▶ [RECORDS PROVIDED]:

══════════════════════════════

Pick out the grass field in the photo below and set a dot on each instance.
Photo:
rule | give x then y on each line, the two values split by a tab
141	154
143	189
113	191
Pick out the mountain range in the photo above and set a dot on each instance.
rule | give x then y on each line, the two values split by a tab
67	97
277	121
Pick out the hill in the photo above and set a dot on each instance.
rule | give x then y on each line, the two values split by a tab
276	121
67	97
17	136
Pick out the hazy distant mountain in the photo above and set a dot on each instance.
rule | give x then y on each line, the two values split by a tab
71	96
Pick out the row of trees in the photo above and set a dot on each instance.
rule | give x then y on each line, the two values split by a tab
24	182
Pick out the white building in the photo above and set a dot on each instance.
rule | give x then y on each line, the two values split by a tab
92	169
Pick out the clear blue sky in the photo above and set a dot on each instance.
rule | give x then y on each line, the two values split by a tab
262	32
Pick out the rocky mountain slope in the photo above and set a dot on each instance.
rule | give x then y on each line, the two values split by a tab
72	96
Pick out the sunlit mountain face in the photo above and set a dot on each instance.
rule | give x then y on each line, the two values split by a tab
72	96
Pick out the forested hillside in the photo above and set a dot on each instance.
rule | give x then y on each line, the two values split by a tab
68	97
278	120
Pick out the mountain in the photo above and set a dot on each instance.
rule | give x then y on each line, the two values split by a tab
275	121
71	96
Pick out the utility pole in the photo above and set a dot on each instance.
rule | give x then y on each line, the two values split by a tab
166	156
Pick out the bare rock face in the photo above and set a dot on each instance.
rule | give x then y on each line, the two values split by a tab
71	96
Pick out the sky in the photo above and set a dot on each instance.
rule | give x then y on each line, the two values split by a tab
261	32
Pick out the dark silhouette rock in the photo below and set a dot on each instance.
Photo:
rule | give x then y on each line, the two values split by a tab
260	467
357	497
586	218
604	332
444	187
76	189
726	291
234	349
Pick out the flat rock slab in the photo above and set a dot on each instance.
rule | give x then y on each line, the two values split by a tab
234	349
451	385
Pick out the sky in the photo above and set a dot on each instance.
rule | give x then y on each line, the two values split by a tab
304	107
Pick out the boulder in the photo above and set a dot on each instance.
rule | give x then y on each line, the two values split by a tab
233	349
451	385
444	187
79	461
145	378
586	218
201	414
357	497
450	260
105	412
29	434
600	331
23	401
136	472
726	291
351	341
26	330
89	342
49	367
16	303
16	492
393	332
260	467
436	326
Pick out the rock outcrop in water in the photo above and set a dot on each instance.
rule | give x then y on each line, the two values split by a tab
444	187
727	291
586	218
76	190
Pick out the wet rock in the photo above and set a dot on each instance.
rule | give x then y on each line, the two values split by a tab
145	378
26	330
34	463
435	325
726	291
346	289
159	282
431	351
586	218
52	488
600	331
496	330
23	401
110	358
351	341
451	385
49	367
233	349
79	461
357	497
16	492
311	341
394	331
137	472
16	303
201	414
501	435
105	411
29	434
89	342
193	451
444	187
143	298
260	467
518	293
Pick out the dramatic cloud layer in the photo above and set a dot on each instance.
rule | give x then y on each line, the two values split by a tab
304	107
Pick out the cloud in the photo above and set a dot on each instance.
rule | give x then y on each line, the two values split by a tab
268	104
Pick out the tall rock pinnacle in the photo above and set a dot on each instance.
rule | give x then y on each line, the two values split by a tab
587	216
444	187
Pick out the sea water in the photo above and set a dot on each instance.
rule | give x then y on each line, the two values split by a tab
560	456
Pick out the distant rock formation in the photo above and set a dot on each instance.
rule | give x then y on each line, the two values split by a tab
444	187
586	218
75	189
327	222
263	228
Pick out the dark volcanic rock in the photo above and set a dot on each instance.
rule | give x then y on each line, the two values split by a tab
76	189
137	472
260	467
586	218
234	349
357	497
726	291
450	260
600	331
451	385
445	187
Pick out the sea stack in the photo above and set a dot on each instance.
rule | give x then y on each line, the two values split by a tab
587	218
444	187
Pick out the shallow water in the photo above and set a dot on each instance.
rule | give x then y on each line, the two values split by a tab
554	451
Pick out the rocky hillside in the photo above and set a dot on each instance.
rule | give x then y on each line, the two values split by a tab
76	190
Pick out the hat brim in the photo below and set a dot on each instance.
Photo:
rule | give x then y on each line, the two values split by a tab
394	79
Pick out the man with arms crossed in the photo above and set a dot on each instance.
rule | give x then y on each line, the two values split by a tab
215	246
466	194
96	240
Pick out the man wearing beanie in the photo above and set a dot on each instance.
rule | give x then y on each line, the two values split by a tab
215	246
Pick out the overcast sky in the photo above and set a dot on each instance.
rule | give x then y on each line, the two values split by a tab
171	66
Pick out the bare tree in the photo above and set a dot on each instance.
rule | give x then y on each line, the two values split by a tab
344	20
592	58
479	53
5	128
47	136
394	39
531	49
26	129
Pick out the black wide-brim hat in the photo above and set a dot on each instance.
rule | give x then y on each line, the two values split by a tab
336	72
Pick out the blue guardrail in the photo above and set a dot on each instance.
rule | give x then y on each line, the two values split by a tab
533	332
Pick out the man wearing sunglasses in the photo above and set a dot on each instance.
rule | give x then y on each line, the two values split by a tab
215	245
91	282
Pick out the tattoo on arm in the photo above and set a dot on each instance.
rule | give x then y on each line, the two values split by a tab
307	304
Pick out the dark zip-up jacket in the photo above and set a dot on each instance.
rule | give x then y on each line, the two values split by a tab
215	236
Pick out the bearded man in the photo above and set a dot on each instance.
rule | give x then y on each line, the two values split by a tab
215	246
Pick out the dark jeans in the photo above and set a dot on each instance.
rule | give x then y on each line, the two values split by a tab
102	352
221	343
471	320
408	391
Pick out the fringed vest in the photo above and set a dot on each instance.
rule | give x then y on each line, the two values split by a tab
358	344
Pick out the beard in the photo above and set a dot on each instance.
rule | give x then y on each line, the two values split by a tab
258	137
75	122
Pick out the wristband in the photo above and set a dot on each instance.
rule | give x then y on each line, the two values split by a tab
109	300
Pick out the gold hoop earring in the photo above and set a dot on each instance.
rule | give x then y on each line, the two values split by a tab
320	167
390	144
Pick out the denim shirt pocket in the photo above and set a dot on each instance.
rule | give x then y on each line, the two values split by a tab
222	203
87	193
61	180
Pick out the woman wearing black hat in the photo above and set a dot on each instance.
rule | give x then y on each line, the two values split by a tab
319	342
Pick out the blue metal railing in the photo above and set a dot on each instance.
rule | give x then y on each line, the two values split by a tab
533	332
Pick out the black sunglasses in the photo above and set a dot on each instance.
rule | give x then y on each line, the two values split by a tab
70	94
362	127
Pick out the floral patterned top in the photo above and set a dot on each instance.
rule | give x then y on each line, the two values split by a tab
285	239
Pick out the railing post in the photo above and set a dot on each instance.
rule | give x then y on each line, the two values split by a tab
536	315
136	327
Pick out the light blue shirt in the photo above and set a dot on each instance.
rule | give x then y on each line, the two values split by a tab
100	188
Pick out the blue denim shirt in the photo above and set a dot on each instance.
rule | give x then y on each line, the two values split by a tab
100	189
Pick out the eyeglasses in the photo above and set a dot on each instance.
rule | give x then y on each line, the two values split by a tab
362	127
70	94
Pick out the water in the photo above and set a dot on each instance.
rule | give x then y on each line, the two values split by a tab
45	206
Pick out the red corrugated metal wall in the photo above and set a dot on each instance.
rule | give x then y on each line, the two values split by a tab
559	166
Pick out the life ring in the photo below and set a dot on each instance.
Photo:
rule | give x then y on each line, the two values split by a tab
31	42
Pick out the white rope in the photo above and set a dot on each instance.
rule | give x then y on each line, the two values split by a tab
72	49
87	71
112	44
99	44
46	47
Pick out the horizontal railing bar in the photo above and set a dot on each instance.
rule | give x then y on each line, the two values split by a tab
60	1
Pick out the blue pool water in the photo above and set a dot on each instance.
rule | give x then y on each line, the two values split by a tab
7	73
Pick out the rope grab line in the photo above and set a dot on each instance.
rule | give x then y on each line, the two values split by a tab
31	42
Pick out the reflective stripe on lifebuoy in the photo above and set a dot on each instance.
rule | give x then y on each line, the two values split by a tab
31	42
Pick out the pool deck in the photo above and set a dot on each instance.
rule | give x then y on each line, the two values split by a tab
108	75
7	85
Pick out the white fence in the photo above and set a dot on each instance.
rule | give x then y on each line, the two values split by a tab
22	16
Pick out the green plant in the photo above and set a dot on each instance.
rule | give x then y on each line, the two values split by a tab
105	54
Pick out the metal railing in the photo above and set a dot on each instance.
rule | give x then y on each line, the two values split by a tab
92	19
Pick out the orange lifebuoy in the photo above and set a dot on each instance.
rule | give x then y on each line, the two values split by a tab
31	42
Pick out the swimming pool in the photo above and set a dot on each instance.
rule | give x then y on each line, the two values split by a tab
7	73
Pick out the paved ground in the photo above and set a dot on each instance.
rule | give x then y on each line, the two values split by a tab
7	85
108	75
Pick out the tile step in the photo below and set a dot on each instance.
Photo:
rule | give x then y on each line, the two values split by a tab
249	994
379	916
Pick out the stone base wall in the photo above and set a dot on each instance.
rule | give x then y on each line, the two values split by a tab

══════════════════════════════

▶ [TASK INSTRUCTIONS]:
Repeat, with no changes, each line from the one with "Pick out the swimming" to the end of the listing, including both ends and nothing else.

▶ [RESULT OF THE TASK]:
Pick out the swimming pool in the photo above and set a dot on each instance.
rule | give x then y on each line, the two values split by a tab
7	73
Pick out the paved ground in the photo above and set a dot on each instance.
rule | give x then y on each line, the two values split by a tab
7	85
108	75
Pick out the tile step in the photo below and set a dot on each instance.
Photo:
rule | give x then y on each line, the two values split by a tab
249	994
379	916
Pick out the stone base wall in the photo above and set a dot on each instance.
rule | give x then y on each line, the two values split by a tab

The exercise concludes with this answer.